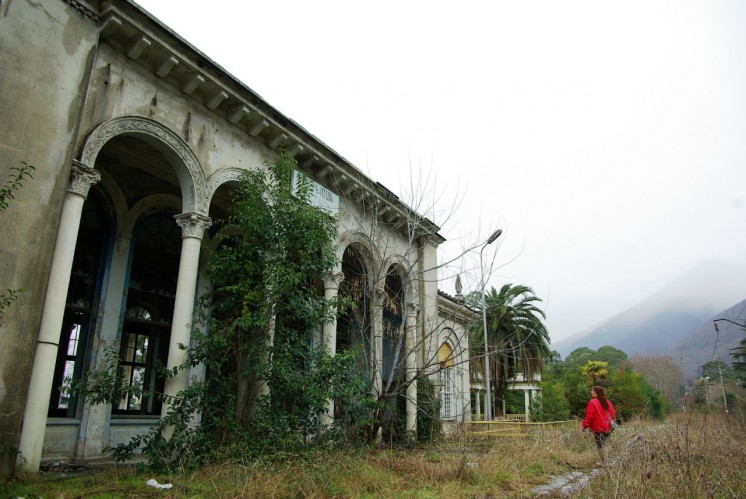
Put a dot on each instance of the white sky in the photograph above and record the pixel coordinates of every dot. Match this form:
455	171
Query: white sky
608	140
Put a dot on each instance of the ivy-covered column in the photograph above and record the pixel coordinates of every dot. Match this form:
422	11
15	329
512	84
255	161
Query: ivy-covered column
332	281
376	339
410	346
192	226
42	374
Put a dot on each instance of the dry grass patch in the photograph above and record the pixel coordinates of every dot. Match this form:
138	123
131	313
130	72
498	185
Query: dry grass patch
688	456
683	458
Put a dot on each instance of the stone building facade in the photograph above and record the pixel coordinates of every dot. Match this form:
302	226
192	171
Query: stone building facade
136	137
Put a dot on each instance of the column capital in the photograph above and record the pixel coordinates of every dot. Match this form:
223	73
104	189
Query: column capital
332	279
381	295
192	224
82	178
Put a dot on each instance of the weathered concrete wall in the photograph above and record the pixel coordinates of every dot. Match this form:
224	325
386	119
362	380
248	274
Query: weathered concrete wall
46	49
122	88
==========
> ASSIGNMENT:
What is needed is an exact output of the records above, with every picture left out.

> EXPECTED ANSWER:
Put a dot on each instance of the white sky in the photograph above and record the pixel coordinates of every dot. Match this form:
455	171
Query: white sky
608	140
Put a dot on each instance of the ivy-covered column in the photograph above and record the pixel coordinates of every dot. Match this form:
422	11
15	329
512	84
255	161
Query: ivy-covered column
332	281
376	339
410	346
192	226
42	374
Put a dot on each instance of the dry grass patch in the photograph above and record the pixel coordinates of every dot. Match this form:
138	123
131	313
130	72
498	185
Query: dry grass patch
688	456
683	458
Put a dot on each instance of the stone building facade in the photograph above and record the pixel coordinates of every dot. Match this form:
302	226
192	171
Query: stone building facade
136	137
Put a dot on each instance of the column capital in the photograph above and record the pixel coordinates of every dot. Match this form:
223	73
104	189
Query: column capital
332	279
381	295
192	224
82	178
Put a dot on each instance of the weathered concrete wall in the photograph above and record the pixel coordinates of every dot. Match this form:
224	325
386	119
362	380
248	274
Query: weathered concrete wall
46	49
122	88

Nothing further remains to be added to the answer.